Write the records below out in full, character for character, with no pictures.
::::::::
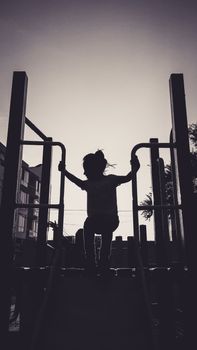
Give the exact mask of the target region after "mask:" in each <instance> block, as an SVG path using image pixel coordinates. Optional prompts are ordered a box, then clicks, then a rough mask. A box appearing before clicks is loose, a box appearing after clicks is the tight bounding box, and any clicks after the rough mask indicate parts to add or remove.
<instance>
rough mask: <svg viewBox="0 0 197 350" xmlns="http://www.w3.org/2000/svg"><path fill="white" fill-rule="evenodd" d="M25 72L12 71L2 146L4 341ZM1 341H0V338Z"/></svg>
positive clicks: (24, 122) (25, 90)
mask: <svg viewBox="0 0 197 350" xmlns="http://www.w3.org/2000/svg"><path fill="white" fill-rule="evenodd" d="M27 81H28V79H27V75H26V73H25V72H14V74H13V81H12V93H11V103H10V113H9V125H8V135H7V146H6V158H5V171H4V182H3V191H2V202H1V203H2V204H1V211H0V223H1V246H2V249H1V254H0V268H1V281H2V284H1V297H0V304H1V305H0V306H1V307H0V309H1V313H0V324H1V332H2V335H3V337H4V340H5V338H6V335H7V331H8V324H9V306H10V284H11V268H12V256H13V246H12V231H13V222H14V210H15V200H16V193H17V190H18V189H19V184H20V182H19V179H18V178H19V176H18V175H19V172H20V170H21V162H22V147H21V146H20V140H21V139H23V135H24V124H25V108H26V93H27ZM1 342H2V343H3V340H2V339H1Z"/></svg>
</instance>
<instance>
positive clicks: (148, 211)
mask: <svg viewBox="0 0 197 350" xmlns="http://www.w3.org/2000/svg"><path fill="white" fill-rule="evenodd" d="M188 134H189V140H190V142H191V145H192V146H193V149H192V152H191V153H190V160H191V166H192V174H193V180H194V179H196V178H197V123H193V124H190V125H189V128H188ZM164 171H165V174H164V178H165V193H166V202H167V204H173V182H172V169H171V164H167V165H165V170H164ZM140 204H141V205H152V193H151V192H149V193H148V194H147V195H146V198H145V199H144V200H143V201H142V202H141V203H140ZM152 214H153V211H152V210H151V209H148V208H147V209H144V210H143V211H142V213H141V215H142V216H143V217H144V218H145V220H150V218H151V216H152ZM168 215H169V216H170V215H171V211H170V210H169V212H168Z"/></svg>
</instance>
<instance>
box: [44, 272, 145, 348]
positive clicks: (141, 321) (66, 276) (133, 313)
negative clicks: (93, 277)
mask: <svg viewBox="0 0 197 350" xmlns="http://www.w3.org/2000/svg"><path fill="white" fill-rule="evenodd" d="M121 272H124V271H119V274H118V275H116V276H111V277H110V278H108V279H104V278H102V277H96V278H95V279H89V278H87V277H85V276H84V275H83V274H82V272H79V271H78V272H77V273H76V271H75V272H74V271H72V270H67V271H65V274H64V276H63V275H62V276H61V278H60V280H59V285H58V286H57V290H56V294H55V295H54V304H53V307H51V309H50V315H48V317H47V318H46V319H45V321H44V324H43V328H44V329H43V330H42V335H43V336H42V339H41V340H40V344H39V350H40V349H47V350H50V349H58V350H63V349H69V350H79V349H86V350H92V349H94V350H101V349H102V350H105V349H106V350H108V349H114V350H120V349H124V350H127V349H129V350H130V349H133V350H146V349H148V347H147V343H148V342H147V334H146V326H145V324H146V322H145V314H144V311H143V310H144V305H143V303H142V298H141V293H140V290H139V287H138V286H137V282H136V279H134V278H133V277H132V276H130V277H128V276H121ZM127 272H128V271H127ZM130 273H131V270H130Z"/></svg>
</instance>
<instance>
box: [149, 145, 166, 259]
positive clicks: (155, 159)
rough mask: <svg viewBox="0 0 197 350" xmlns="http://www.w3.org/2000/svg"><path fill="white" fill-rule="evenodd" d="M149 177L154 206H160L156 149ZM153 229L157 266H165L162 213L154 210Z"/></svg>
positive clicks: (164, 251) (159, 180) (160, 199)
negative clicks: (153, 222) (157, 264)
mask: <svg viewBox="0 0 197 350" xmlns="http://www.w3.org/2000/svg"><path fill="white" fill-rule="evenodd" d="M150 143H151V144H157V143H158V139H155V138H154V139H153V138H151V139H150ZM150 156H151V176H152V188H153V199H154V203H153V204H154V205H160V204H161V192H160V180H159V166H158V160H159V149H158V147H154V148H151V150H150ZM154 228H155V244H156V259H157V264H158V265H159V266H164V265H166V254H165V249H164V240H163V227H162V212H161V210H158V209H155V210H154Z"/></svg>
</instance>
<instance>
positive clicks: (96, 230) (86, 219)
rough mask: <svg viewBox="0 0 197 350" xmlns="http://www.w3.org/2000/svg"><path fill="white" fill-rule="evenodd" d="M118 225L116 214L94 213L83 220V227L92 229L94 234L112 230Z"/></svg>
mask: <svg viewBox="0 0 197 350" xmlns="http://www.w3.org/2000/svg"><path fill="white" fill-rule="evenodd" d="M118 225H119V217H118V216H117V215H94V216H88V217H87V219H86V220H85V222H84V228H85V229H88V230H91V231H94V233H96V234H103V233H105V232H114V231H115V230H116V229H117V227H118Z"/></svg>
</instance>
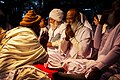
::::::::
▶ Your solution:
Give the exact mask of the target region after "mask:" in each <instance> block, as an SVG path using image pixel coordinates. Optional prompts are ordered a box, then clicks, then a rough mask. A box appearing before clicks is loose, a box appearing after clicks is the tight bounding box, and any clicks after the rough mask indicate parts to add or remove.
<instance>
rough mask: <svg viewBox="0 0 197 350" xmlns="http://www.w3.org/2000/svg"><path fill="white" fill-rule="evenodd" d="M25 72L12 71L2 146L4 341ZM1 341H0V338Z"/></svg>
positive clicks: (24, 122) (25, 90)
mask: <svg viewBox="0 0 197 350" xmlns="http://www.w3.org/2000/svg"><path fill="white" fill-rule="evenodd" d="M27 81H28V79H27V75H26V73H25V72H14V74H13V81H12V93H11V103H10V113H9V125H8V135H7V146H6V158H5V171H4V182H3V191H2V202H1V203H2V204H1V211H0V223H1V246H2V249H1V254H0V268H1V281H2V284H1V297H0V304H1V305H0V306H1V307H0V309H1V313H0V324H1V332H2V335H3V337H4V340H5V338H6V335H7V331H8V324H9V306H10V284H11V268H12V256H13V246H12V231H13V222H14V210H15V200H16V193H17V190H18V189H19V184H20V182H19V179H18V178H19V176H18V175H19V172H20V170H21V162H22V147H21V146H20V140H21V139H23V135H24V124H25V108H26V93H27ZM1 342H2V343H3V340H2V339H1Z"/></svg>
</instance>
<instance>
positive clicks: (148, 211)
mask: <svg viewBox="0 0 197 350" xmlns="http://www.w3.org/2000/svg"><path fill="white" fill-rule="evenodd" d="M188 134H189V140H190V142H191V145H192V146H193V149H192V152H191V153H190V160H191V166H192V174H193V180H194V179H196V178H197V123H193V124H190V125H189V128H188ZM164 171H165V174H164V178H165V193H166V202H167V204H173V182H172V169H171V164H167V165H165V170H164ZM140 204H141V205H152V193H151V192H149V193H148V194H147V195H146V198H145V199H144V200H143V201H142V202H141V203H140ZM152 214H153V211H152V210H151V209H148V208H147V209H144V210H143V211H142V213H141V215H142V216H143V217H144V218H145V220H150V218H151V216H152ZM168 215H169V216H170V215H171V211H170V210H169V212H168Z"/></svg>
</instance>
<instance>
box: [44, 272, 145, 348]
positive clicks: (141, 321) (66, 276) (133, 313)
negative clicks: (93, 277)
mask: <svg viewBox="0 0 197 350" xmlns="http://www.w3.org/2000/svg"><path fill="white" fill-rule="evenodd" d="M121 272H124V271H119V274H118V275H116V276H111V277H110V278H108V279H104V278H102V277H96V278H95V279H89V278H87V277H85V276H84V275H83V274H82V272H79V271H78V272H77V273H76V271H75V272H74V271H72V270H67V271H65V274H64V276H63V275H62V276H61V278H60V280H59V285H58V286H57V290H56V294H55V295H54V304H53V307H51V309H50V315H48V317H47V318H46V319H45V321H44V324H43V328H44V329H43V330H42V335H43V336H42V339H41V340H40V344H39V350H40V349H47V350H50V349H58V350H63V349H69V350H79V349H86V350H92V349H94V350H101V349H102V350H105V349H106V350H108V349H114V350H120V349H124V350H127V349H129V350H130V349H133V350H146V349H148V347H147V343H148V342H147V334H146V326H145V324H146V322H145V314H144V311H143V310H144V305H143V303H142V298H141V293H140V290H139V287H138V286H137V282H136V279H134V278H133V277H132V276H130V277H128V276H121ZM127 272H128V271H127ZM130 273H131V270H130Z"/></svg>
</instance>
<instance>
box: [149, 145, 166, 259]
positive clicks: (155, 159)
rough mask: <svg viewBox="0 0 197 350" xmlns="http://www.w3.org/2000/svg"><path fill="white" fill-rule="evenodd" d="M149 177L154 206H160L156 149ZM153 229L157 266H165L162 213L154 210Z"/></svg>
positive clicks: (164, 251) (159, 180) (160, 199)
negative clicks: (153, 222) (157, 264)
mask: <svg viewBox="0 0 197 350" xmlns="http://www.w3.org/2000/svg"><path fill="white" fill-rule="evenodd" d="M150 143H151V144H157V143H158V139H155V138H154V139H153V138H151V139H150ZM150 156H151V176H152V188H153V199H154V203H153V204H154V205H160V204H161V192H160V180H159V166H158V160H159V149H158V147H154V148H151V150H150ZM154 228H155V244H156V259H157V264H158V265H159V266H164V265H166V254H165V249H164V240H163V227H162V212H161V210H158V209H155V210H154Z"/></svg>
</instance>
<instance>
positive clicks: (96, 230) (86, 219)
rough mask: <svg viewBox="0 0 197 350" xmlns="http://www.w3.org/2000/svg"><path fill="white" fill-rule="evenodd" d="M118 225L116 214L94 213L83 220V227L92 229L94 234L112 230Z"/></svg>
mask: <svg viewBox="0 0 197 350" xmlns="http://www.w3.org/2000/svg"><path fill="white" fill-rule="evenodd" d="M118 225H119V217H118V216H117V215H94V216H88V217H87V219H86V220H85V222H84V228H85V229H88V230H91V231H94V233H96V234H103V233H105V232H114V231H115V230H116V229H117V227H118Z"/></svg>
</instance>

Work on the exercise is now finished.